-- Record extracts follows --

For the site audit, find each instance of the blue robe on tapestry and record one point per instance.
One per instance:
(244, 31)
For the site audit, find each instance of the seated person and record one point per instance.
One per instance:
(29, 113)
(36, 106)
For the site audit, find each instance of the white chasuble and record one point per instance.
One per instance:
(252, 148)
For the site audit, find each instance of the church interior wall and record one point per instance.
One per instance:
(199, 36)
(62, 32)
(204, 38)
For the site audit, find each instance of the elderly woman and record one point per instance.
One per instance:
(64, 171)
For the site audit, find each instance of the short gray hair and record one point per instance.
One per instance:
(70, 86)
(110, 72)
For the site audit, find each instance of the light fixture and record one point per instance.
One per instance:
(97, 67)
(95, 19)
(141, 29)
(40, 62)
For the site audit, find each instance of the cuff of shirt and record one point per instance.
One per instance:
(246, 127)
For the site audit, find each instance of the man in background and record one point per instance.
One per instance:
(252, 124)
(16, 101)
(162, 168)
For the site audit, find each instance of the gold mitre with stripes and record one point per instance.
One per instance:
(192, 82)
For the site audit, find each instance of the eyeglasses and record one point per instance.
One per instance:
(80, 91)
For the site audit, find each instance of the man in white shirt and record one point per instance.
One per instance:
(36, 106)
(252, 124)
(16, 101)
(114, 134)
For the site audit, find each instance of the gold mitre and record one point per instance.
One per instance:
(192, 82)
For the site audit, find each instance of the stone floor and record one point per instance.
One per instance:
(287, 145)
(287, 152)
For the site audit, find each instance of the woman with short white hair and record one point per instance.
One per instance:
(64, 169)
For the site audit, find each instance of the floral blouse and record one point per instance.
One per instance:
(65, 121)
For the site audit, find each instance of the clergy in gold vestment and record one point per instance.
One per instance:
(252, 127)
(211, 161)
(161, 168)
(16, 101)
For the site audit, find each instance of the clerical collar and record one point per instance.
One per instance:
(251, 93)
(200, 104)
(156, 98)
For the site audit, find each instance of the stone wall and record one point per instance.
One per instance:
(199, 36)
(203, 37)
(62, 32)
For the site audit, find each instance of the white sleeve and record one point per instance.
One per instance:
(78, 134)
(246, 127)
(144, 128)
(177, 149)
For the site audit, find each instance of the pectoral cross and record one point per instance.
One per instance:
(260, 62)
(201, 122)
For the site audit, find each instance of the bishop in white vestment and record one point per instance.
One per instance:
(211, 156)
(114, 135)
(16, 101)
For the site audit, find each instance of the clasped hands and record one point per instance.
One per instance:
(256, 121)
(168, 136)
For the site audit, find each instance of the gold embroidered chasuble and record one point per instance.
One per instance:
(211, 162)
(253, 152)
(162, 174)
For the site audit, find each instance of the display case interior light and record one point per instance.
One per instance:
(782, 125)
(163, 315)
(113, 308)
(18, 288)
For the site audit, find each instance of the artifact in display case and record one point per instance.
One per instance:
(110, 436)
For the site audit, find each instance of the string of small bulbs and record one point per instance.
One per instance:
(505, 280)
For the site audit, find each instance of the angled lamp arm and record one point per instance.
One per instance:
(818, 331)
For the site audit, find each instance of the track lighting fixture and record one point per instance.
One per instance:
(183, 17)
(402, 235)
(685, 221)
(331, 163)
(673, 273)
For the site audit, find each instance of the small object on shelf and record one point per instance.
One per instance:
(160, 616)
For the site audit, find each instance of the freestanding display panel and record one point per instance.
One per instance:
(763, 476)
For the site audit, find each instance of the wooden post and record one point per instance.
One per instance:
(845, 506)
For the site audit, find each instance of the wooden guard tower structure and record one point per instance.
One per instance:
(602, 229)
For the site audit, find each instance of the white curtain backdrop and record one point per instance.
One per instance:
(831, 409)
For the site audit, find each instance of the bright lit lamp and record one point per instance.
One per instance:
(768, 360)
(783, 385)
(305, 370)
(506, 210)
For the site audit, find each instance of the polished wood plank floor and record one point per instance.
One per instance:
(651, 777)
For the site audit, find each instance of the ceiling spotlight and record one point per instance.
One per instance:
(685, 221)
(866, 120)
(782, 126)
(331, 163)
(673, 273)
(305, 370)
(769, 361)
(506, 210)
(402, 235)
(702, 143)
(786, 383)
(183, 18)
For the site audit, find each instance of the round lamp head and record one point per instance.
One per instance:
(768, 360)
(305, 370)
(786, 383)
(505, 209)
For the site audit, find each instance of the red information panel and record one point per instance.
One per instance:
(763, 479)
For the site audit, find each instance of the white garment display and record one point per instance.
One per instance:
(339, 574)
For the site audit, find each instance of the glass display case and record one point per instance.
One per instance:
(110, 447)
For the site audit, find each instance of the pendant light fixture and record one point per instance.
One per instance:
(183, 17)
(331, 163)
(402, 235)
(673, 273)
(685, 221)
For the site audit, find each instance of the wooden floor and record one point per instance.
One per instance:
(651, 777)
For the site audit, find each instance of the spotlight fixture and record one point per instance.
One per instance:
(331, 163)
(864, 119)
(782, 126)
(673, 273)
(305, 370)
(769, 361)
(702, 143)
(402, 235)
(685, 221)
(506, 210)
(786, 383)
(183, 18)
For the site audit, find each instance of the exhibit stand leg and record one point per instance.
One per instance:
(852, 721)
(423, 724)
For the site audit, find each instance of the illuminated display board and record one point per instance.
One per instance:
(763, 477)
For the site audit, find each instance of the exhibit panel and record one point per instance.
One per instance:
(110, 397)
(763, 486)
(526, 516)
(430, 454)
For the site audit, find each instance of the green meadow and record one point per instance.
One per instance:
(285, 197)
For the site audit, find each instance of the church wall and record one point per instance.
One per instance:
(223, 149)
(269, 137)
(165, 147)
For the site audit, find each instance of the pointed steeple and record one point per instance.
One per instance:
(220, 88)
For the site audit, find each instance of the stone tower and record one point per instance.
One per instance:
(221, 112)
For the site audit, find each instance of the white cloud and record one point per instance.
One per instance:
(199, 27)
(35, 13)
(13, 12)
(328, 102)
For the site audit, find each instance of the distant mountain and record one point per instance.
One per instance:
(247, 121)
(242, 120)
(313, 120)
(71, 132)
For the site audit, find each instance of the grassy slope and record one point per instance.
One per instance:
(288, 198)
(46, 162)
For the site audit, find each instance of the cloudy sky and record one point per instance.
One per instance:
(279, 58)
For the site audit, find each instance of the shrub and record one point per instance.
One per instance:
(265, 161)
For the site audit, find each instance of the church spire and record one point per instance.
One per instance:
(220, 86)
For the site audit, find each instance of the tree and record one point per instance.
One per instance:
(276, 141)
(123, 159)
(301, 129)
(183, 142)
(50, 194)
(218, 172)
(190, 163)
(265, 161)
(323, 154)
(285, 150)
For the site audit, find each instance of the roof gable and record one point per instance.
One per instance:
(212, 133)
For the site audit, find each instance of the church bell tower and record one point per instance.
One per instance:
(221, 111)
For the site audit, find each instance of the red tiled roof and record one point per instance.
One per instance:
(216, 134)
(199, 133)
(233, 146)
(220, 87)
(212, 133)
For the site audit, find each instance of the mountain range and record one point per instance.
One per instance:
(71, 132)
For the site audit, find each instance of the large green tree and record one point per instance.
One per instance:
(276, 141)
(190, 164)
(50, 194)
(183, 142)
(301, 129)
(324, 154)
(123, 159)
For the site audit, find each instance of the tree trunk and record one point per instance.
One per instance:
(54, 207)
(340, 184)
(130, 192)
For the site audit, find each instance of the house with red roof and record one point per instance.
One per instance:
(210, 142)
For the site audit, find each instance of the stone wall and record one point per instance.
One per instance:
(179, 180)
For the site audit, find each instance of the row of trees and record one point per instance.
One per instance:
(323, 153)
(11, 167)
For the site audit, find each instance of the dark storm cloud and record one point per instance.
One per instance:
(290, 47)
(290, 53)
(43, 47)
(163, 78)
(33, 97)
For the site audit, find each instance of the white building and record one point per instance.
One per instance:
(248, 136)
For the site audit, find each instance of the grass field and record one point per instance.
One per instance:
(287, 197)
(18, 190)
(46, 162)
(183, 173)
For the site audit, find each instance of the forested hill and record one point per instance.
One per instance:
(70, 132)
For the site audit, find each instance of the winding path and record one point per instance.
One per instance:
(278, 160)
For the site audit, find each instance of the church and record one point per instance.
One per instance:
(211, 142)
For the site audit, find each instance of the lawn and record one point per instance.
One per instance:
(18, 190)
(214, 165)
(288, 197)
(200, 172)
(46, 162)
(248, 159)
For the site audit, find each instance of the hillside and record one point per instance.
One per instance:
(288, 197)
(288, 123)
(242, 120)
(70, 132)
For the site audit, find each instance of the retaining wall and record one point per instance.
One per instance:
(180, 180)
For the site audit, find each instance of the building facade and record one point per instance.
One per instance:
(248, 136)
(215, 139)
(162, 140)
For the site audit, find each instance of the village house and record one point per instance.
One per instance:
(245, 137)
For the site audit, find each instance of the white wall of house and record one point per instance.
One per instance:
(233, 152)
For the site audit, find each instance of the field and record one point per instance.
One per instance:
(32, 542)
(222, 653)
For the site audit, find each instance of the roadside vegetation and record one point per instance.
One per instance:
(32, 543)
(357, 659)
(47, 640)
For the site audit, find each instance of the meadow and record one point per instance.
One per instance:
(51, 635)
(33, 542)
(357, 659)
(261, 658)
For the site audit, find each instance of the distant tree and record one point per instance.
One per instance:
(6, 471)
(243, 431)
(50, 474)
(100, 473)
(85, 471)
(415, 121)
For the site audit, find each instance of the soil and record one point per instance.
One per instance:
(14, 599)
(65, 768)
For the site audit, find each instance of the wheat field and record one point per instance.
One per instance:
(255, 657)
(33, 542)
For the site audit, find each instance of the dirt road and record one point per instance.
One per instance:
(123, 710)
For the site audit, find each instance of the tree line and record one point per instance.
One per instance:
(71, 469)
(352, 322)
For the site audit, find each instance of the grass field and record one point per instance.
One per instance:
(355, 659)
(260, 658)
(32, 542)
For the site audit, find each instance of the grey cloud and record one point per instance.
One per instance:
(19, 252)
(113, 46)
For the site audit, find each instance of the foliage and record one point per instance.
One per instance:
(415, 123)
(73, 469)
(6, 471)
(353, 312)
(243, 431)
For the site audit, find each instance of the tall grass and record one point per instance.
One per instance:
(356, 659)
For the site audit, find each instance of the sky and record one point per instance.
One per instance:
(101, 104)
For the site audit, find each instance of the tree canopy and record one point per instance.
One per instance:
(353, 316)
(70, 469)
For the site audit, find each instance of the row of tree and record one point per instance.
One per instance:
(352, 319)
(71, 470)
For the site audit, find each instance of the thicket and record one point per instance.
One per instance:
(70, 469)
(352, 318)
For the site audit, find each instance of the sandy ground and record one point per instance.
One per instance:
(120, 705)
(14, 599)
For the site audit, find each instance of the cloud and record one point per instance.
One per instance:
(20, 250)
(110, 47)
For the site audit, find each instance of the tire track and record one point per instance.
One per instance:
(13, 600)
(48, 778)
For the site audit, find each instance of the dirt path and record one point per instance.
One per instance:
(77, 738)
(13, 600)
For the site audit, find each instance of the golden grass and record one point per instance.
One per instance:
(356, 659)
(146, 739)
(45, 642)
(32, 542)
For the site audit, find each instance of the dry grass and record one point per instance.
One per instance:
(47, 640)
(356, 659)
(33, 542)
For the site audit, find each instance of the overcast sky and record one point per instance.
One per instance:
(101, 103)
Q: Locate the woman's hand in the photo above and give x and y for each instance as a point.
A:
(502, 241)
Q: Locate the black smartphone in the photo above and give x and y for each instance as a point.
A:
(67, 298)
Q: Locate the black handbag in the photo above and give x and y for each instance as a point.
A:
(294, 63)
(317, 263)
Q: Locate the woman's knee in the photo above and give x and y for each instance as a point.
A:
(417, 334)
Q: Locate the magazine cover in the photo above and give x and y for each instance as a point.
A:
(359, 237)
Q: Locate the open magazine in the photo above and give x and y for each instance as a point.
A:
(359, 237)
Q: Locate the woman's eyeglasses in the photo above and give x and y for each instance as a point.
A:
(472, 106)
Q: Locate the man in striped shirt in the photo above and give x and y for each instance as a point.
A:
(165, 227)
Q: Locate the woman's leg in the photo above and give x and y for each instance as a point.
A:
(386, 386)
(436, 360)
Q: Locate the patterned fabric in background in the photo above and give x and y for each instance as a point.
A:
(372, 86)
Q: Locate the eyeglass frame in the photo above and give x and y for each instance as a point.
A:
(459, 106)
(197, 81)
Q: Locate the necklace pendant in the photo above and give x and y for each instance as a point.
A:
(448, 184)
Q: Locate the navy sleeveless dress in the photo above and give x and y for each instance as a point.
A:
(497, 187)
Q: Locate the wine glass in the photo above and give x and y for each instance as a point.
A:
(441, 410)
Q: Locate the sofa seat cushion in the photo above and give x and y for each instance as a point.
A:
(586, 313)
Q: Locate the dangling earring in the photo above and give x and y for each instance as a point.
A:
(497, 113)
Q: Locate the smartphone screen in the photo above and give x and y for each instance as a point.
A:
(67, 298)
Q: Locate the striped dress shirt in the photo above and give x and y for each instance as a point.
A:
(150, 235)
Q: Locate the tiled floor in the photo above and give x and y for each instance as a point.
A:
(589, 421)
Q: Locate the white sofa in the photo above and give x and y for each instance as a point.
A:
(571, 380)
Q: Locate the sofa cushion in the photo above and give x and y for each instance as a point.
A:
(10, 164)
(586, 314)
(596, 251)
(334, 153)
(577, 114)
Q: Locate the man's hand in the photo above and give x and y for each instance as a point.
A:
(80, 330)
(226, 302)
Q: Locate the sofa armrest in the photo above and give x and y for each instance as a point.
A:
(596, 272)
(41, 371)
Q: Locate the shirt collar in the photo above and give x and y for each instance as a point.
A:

-- Record extracts concluded --

— Problem description —
Find all the lines containing "eyeglasses" in the material, then copy them.

— Output for this task —
For the site audit, find each instance of the eyeglasses and record one point per instance.
Q: Locate the woman's eyeglasses in the photo above and give x and y for each instance as a point.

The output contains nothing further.